Oleh karenanya, mengapa para ulama atau para pemilik ilmu mumpuni di jaman keemasan islam dulu, merupakan orang-orang yang menelusuri ilmu pengetahuan pada aneka ragam jenisnya. Karena memang, para ulama dan ilmuan islam tersebut, memiliki ghiroh dan semangat menuntut ilmu yang – sangat – tidak dibatasi oleh keprofesian yang sempit; namun diunjukkan dan hanya ditunjukkan kepada sang pencipta, ALLAH Rabbul Izzati. Ilmu yang dikaji – pada waktu itu – merupakan ilmu yang diturunkan dari kebenaran hakiki. Para ulama dan ilmuan merupakan orang-orang yang menguasai berbagai jenis ilmu, yang secara otomatis mumpuni dalam ilmu islam, karena hakikatnya kebenaran hakiki itu adalah islam itu sendiri.

Sebenarnya, pada awalnya ilmu itu adalah satu. Orang melakukan iqra, kajian dan analisis dari satu ilmu yang satu, berasal dari zat yang satu, ALLAH. Karena untuk menstrukturkan dan menjabarkan penggambaran yang nyata; maka pengklasifikasian ilmu itu terjadi pada akhirnya. Sehingga muncullah bidang-bidang studi atau bidang-bidang ilmu yang lebih sempit keberadaannya. Apalagi, bidang-bidang studi tersebut semakin lama semakin dikebiri definisinya, hanya dihubungkan dengan profesi keduniawian saja.
----
# Petunjuk Pengerjaan
• 1. Salin bagian kutipan tentang ilmu dalam Islam tanpa perubahan, dari "Sebenarnya, pada awalnya" sampai "profesi keduniawian saja.".
• 2. Terjemahkan ke dalam bahasa Inggris kalimat dari kutipan tentang ilmu dalam Islam ini: "Ilmu yang dikaji – pada waktu itu – merupakan ilmu yang diturunkan dari kebenaran hakiki."

(Data Tersimpan)
----
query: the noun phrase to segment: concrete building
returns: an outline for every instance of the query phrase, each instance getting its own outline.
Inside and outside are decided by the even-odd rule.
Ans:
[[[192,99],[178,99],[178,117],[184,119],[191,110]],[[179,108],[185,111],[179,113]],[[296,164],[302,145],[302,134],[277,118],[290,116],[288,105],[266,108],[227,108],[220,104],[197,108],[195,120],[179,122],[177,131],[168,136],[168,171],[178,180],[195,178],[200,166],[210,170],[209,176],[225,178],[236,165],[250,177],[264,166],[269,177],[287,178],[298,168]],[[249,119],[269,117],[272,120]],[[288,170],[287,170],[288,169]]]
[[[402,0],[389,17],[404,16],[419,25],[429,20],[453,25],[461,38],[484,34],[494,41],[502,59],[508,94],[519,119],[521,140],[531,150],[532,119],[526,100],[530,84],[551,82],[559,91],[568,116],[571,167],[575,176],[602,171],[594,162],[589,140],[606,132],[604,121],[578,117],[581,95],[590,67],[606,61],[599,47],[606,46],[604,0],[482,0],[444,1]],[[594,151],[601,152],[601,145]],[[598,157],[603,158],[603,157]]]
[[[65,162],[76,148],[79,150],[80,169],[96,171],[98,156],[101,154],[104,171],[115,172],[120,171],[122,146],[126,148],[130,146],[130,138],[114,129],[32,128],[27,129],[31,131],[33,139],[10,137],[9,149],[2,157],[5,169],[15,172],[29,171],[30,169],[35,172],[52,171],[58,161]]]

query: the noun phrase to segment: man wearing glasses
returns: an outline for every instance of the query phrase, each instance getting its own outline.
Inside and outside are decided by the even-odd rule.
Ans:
----
# Daftar Jawaban
• 1.
Sebenarnya, pada awalnya ilmu itu adalah satu. Orang melakukan iqra, kajian dan analisis dari satu ilmu yang satu, berasal dari zat yang satu, ALLAH. Karena untuk menstrukturkan dan menjabarkan penggambaran yang nyata; maka pengklasifikasian ilmu itu terjadi pada akhirnya. Sehingga muncullah bidang-bidang studi atau bidang-bidang ilmu yang lebih sempit keberadaannya. Apalagi, bidang-bidang studi tersebut semakin lama semakin dikebiri definisinya, hanya dihubungkan dengan profesi keduniawian saja.

• 2. The knowledge studied at that time was knowledge derived from the ultimate truth.